◆ Exercise 1:
Answer these from the Hacker News thread about testing model providers, one line each:
(a) Which scandal does bobbiechen compare Sketchy Provider's behavior to?
(b) What does bobbiechen say the threat model appears to protect against?
(c) What kind of actors does gpm suspect are only happy to quantize a model without telling people?
◆ Exercise 2:
Please carry the Hacker News thread about testing model providers further from its last comment.

Astro - Hacker News

6 comments

bobbiechen 2 hours ago

If I understand correctly, threat model here seems to be to protect against accidental issues that would impact performance, but doesn't cover malicious actor.
For example, Sketchy Provider tells you they are running the latest and greatest, but actually is knowingly running some cheaper (and worse) model and pocketing the difference. These tests wouldn't help since Sketchy Provider could detect when they're being tested and do the right thing (like the Volkswagen emissions scandal). Right?
[-]
- gpm an hour ago
  
  Yes and no.
  For a truly malicious actor, you're right. But it shifts it from "well we aren't obviously committing fraud by quantizing this model and not telling people" to "we're deliberately committing fraud by verifying our deployment with one model and then serving customer requests with another".
  I suspect there's a lot of semi-malicious actors who are only happy to do the former.
- j-bos 2 hours ago
  
  Seems like a great challenge for all these systems, see fromtier labs serving quants when under hesvy load.

◆ Recorded information:
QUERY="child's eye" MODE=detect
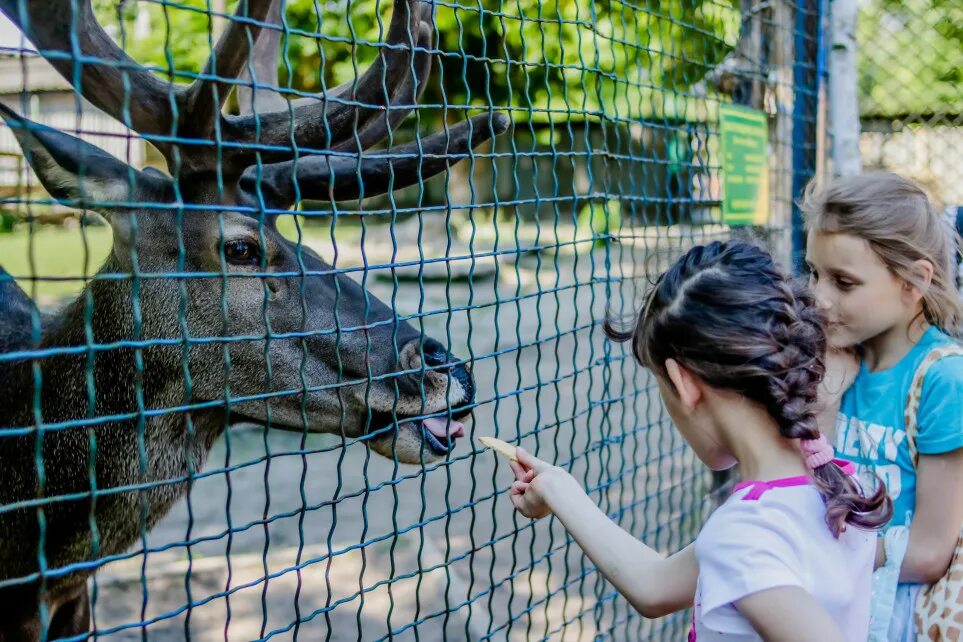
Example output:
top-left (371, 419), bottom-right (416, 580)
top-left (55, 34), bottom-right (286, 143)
top-left (836, 279), bottom-right (856, 292)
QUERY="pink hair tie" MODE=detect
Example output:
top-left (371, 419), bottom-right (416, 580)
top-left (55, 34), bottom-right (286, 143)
top-left (799, 433), bottom-right (835, 470)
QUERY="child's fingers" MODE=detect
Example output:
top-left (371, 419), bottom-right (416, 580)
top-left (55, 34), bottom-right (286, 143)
top-left (508, 461), bottom-right (530, 479)
top-left (515, 446), bottom-right (548, 475)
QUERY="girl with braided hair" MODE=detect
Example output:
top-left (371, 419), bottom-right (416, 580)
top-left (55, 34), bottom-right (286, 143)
top-left (510, 242), bottom-right (891, 642)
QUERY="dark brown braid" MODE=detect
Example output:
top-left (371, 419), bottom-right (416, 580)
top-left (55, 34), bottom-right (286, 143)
top-left (605, 241), bottom-right (893, 537)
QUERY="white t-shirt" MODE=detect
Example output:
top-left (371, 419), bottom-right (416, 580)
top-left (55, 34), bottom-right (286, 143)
top-left (690, 477), bottom-right (876, 642)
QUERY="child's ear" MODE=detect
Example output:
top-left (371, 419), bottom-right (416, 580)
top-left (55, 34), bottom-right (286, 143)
top-left (665, 359), bottom-right (702, 412)
top-left (903, 259), bottom-right (933, 297)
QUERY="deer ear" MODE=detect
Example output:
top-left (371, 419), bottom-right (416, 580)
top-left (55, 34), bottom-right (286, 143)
top-left (0, 105), bottom-right (168, 215)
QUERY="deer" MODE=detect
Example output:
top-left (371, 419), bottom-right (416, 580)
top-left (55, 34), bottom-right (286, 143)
top-left (0, 0), bottom-right (509, 642)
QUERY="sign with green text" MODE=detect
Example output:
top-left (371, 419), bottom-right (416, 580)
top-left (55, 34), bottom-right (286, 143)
top-left (719, 105), bottom-right (769, 225)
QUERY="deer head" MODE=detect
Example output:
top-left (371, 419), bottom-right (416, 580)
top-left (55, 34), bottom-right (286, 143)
top-left (0, 0), bottom-right (508, 463)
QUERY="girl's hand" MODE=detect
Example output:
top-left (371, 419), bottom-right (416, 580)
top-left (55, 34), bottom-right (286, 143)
top-left (819, 348), bottom-right (859, 404)
top-left (816, 348), bottom-right (859, 441)
top-left (509, 448), bottom-right (578, 519)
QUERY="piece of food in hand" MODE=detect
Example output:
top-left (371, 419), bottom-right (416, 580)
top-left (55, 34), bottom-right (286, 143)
top-left (478, 437), bottom-right (518, 461)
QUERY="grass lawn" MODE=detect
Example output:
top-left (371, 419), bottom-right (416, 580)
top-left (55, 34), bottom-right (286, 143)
top-left (0, 226), bottom-right (111, 305)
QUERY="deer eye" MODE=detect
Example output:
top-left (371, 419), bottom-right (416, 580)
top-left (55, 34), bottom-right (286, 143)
top-left (224, 241), bottom-right (261, 265)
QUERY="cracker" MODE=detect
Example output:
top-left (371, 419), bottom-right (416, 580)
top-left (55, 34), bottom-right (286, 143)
top-left (478, 437), bottom-right (518, 461)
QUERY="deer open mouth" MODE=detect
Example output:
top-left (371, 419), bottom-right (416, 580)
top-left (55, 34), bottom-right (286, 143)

◆ Output 1:
(a) The Volkswagen emissions scandal.
(b) Accidental issues that would impact performance, not a malicious actor.
(c) Semi-malicious actors.

◆ Output 2:
OsamaJaber 2 hours ago

Good to see this exist. Inference providers quietly swap quant levels. Most users never check. A standard verifier from the model maker is the right move, would love to see other labs ship the same
seism 2 hours ago

A test that runs for 15 hours on a high powered rig is going to be hard to reproduce or scale. But I think this addresses a widespread concern, which affects all kinds of cloud services. What you ping is not necessarily what you get.
curioussquirrel 2 hours ago

After Anthropic, Moonshot is another model provider who restricts tweaking of sampling parameters. I do like the idea of the vendor verifier, though.